DOCUMENT EXTRACT:

Start of Block

Basic earnings per common share is computed by dividing net income (loss) available to common stockholders by the weighted average number of common shares outstanding for the period. Diluted earnings per common share is computed based on net income (loss) divided by the weighted average number of common shares and potential shares. Income available to common stockholders shall be computed by deducting both the dividends declared in the period on preferred stock (whether or not paid) and the dividends accumulated for the period on cumulative preferred stock (whether or not earned) from net income. The computation of diluted EPS is similar to the computation of basic EPS except that the denominator is increased to include the number of additional common shares that would have been outstanding if the dilutive potential common shares had been issued during the period to reflect the potential dilution that could occur from common shares issuable through contingent shares issuance arrangement, stock options or warrants.

 

Foreign Currency Transactions and Translation

 

The functional currency of the Company’s foreign-owned subsidiary is their local currency. Assets and liabilities denominated in foreign currencies as the functional currency at the balance sheet date are translated into the reporting currency of United States dollars (USD) at the exchange rates prevailing at the balance sheet date. The results of transactions in foreign currency are remeasured into the reporting currency at the average rate of exchange during the reporting period. The registered equity capital denominated in the functional currency is translated into the reporting currency of USD at the historical rate of exchange at the time of capital contribution. All translation adjustments resulting from the translation of the financial statements into the reporting currency at USD are dealt with as a separate component within equity as other comprehensive income (loss).

End of Block

TASK DESCRIPTION: Copy out the passage on earnings per share and foreign currency translation word for word, in full.

RECORD SET:

Start of Block

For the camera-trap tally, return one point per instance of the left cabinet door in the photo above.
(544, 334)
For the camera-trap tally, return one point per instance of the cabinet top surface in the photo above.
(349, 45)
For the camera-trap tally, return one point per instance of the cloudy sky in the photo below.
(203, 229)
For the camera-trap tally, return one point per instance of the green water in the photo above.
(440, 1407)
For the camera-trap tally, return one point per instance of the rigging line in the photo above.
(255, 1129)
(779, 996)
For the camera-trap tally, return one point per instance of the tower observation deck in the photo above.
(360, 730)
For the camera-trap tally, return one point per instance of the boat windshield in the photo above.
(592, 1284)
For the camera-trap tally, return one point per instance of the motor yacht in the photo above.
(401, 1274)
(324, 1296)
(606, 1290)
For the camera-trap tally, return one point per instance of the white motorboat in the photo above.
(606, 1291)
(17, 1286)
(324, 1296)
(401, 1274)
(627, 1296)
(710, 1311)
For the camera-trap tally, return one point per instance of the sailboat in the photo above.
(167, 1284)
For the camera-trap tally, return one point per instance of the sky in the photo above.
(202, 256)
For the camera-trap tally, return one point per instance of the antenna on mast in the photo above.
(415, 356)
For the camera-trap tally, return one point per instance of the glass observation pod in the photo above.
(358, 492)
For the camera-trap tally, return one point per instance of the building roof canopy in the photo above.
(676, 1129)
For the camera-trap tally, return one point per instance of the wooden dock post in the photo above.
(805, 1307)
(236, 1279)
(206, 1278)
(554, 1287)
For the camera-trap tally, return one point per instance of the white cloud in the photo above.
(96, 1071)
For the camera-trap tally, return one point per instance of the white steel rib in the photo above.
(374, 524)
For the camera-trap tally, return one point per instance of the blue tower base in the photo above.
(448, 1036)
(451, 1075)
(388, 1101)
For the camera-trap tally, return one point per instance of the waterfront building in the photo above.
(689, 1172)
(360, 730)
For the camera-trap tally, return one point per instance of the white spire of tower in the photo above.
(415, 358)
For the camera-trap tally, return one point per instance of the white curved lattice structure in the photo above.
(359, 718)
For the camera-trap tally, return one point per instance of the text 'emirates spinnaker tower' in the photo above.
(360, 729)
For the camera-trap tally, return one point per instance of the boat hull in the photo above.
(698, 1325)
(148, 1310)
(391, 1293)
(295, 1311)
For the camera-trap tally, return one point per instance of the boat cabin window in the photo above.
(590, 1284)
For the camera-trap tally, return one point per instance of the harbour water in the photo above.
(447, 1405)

End of Block

TASK ANSWER:
Basic earnings per common share is computed by dividing net income (loss) available to common stockholders by the weighted average number of common shares outstanding for the period. Diluted earnings per common share is computed based on net income (loss) divided by the weighted average number of common shares and potential shares. Income available to common stockholders shall be computed by deducting both the dividends declared in the period on preferred stock (whether or not paid) and the dividends accumulated for the period on cumulative preferred stock (whether or not earned) from net income. The computation of diluted EPS is similar to the computation of basic EPS except that the denominator is increased to include the number of additional common shares that would have been outstanding if the dilutive potential common shares had been issued during the period to reflect the potential dilution that could occur from common shares issuable through contingent shares issuance arrangement, stock options or warrants.

 

Foreign Currency Transactions and Translation

 

The functional currency of the Company’s foreign-owned subsidiary is their local currency. Assets and liabilities denominated in foreign currencies as the functional currency at the balance sheet date are translated into the reporting currency of United States dollars (USD) at the exchange rates prevailing at the balance sheet date. The results of transactions in foreign currency are remeasured into the reporting currency at the average rate of exchange during the reporting period. The registered equity capital denominated in the functional currency is translated into the reporting currency of USD at the historical rate of exchange at the time of capital contribution. All translation adjustments resulting from the translation of the financial statements into the reporting currency at USD are dealt with as a separate component within equity as other comprehensive income (loss).